Task prompt:
Copy every one of the rows below word for word, leaving nothing out and changing nothing.

Records for the exercise:
◇ ◇ ◇ ◇
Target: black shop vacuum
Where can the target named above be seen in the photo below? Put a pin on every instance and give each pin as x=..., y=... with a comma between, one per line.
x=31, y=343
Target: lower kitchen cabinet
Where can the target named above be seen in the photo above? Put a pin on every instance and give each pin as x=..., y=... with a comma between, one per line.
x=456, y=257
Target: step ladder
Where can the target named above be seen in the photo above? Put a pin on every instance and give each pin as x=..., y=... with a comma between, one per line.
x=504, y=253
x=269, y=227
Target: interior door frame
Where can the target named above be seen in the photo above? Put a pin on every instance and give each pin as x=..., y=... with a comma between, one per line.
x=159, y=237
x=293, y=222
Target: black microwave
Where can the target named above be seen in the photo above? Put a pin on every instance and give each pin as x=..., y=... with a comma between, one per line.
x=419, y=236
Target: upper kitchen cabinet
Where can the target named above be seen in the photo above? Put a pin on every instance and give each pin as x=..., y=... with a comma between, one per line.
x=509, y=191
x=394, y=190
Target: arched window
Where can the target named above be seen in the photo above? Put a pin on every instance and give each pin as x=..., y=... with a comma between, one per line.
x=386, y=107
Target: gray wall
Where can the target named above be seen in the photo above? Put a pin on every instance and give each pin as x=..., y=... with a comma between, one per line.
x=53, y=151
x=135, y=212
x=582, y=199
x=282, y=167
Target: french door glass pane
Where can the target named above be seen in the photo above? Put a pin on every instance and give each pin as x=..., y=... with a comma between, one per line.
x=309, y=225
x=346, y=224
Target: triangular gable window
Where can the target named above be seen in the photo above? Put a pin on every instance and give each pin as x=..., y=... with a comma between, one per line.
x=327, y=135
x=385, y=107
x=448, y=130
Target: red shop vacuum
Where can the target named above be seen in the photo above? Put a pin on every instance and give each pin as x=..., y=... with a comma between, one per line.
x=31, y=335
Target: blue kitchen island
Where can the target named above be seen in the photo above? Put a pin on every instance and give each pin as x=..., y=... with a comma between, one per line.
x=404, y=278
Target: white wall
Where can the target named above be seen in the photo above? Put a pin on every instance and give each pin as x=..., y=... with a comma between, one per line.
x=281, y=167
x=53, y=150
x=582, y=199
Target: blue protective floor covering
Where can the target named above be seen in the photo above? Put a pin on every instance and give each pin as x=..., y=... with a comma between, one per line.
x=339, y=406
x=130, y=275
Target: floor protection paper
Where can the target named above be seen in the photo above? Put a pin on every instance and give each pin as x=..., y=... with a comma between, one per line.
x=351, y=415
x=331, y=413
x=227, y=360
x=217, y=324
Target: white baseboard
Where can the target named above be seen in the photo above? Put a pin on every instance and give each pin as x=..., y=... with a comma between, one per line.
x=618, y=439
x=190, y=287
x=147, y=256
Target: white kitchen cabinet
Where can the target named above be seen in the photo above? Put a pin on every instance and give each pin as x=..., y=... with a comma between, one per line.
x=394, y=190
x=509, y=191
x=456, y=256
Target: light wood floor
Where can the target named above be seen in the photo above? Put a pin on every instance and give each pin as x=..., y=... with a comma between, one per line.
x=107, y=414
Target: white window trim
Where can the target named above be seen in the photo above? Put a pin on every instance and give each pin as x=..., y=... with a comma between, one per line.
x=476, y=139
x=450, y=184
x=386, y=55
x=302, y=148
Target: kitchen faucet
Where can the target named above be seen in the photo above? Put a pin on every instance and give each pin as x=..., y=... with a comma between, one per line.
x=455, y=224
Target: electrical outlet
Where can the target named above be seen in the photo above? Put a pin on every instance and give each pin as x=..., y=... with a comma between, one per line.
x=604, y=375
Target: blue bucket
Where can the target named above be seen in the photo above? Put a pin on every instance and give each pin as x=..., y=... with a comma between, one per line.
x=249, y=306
◇ ◇ ◇ ◇
Task result:
Target: black shop vacuum
Where can the target named above be seen in the photo below? Put a pin on every instance and give each pin as x=..., y=... with a comma between, one per line.
x=31, y=343
Target: lower kitchen cabinet
Where can the target named above be seen in the photo above? Put a pin on every instance and give each pin as x=..., y=... with a comma between, one per line.
x=456, y=257
Target: step ladder
Where can the target named above be seen in the photo above? Put a pin on every instance and give each pin as x=..., y=... with a comma between, one per line.
x=504, y=253
x=269, y=227
Target: interior door frame
Where can the target named above be seen in the photo above? Put a pin on every instance and give each pin as x=..., y=... with a comma between, one per line.
x=159, y=237
x=293, y=222
Target: black microwave
Where can the target named above be seen in the photo above? Put a pin on every instance and give each pin as x=..., y=... with a comma between, one per line.
x=419, y=236
Target: upper kitchen cabinet
Where can the target named above be seen in the photo above? Put a pin on every instance and give each pin as x=..., y=... with a comma between, one per line.
x=509, y=191
x=394, y=190
Target: arched window
Where can the target named above be seen in the photo above? Put a pin on every instance and give each pin as x=..., y=... with a comma between, one per line.
x=386, y=107
Target: gray wall
Where can the target named above be seen in the photo above? Put a pin on every instance and give each pin as x=..., y=... with a comma between, one per line.
x=53, y=151
x=135, y=212
x=582, y=199
x=282, y=167
Target: french door glass pane
Where can the target named above be seen in the photo above? Put a pin on every instance and give each pin as x=..., y=... with a comma between, one per line.
x=309, y=225
x=346, y=224
Target: triangular gable window
Where can the target named above be seen in the photo above? Put a pin on every instance and give each pin as x=..., y=... with a comma between, one per line.
x=327, y=135
x=385, y=107
x=448, y=130
Target: red shop vacuum
Where can the target named above be seen in the photo above? Put a pin on every instance and give each pin as x=..., y=... with a comma between, one per line.
x=31, y=335
Target: blue kitchen island
Where can the target named above be seen in the photo above? Put a pin on every instance and give each pin as x=..., y=... with a comma between, one per line.
x=404, y=278
Target: white wall
Where can the target named above be seen in the photo above? Put a pin on every instance and give each pin as x=..., y=... with a comma between, one per line.
x=281, y=167
x=53, y=150
x=582, y=199
Target: blue protective floor covering
Where can the target named above be seen in the photo above? Put a pin on every instance and give each pin as x=..., y=... with a comma between, one per line.
x=339, y=406
x=130, y=275
Target: floor protection paper
Where can the target named above be seen in the photo above? Put a pin on every instance and give each pin as x=..., y=... with a comma between, one per line.
x=351, y=415
x=331, y=413
x=227, y=360
x=217, y=324
Target: white baseboard
Where can the target named above be seen in the photo above? Put a pin on every instance and give each pin as x=..., y=... with a comma between, one per line.
x=618, y=439
x=190, y=287
x=147, y=256
Target: white kitchen cabinet
Where can the target named above be seen in the photo above? Put a pin on every instance and give each pin as x=..., y=... with a comma between, one per line.
x=394, y=190
x=509, y=191
x=456, y=256
Target: light wood floor
Where can the target named above be seen in the photo above? Put a pin on every instance and give each pin as x=..., y=... with a comma between, one per line.
x=107, y=414
Target: white window trim
Where can the target named above be seen in the photo above? Put a pin on every instance and give each pin as x=..., y=... with a comma between, one per line.
x=476, y=139
x=450, y=184
x=386, y=55
x=302, y=148
Target: kitchen faucet
Where can the target named above be seen in the photo above? Put a pin on every instance and give each pin as x=..., y=... with a comma between, one per line.
x=455, y=224
Target: electrical outlet
Where can the target named above be seen in the photo above? Put a pin on every instance and give each pin as x=..., y=... with a comma between, one per line.
x=604, y=375
Target: blue bucket
Where can the target named above be seen in the photo above? Put a pin on every instance and give each pin as x=..., y=... with a comma between, one per line.
x=249, y=306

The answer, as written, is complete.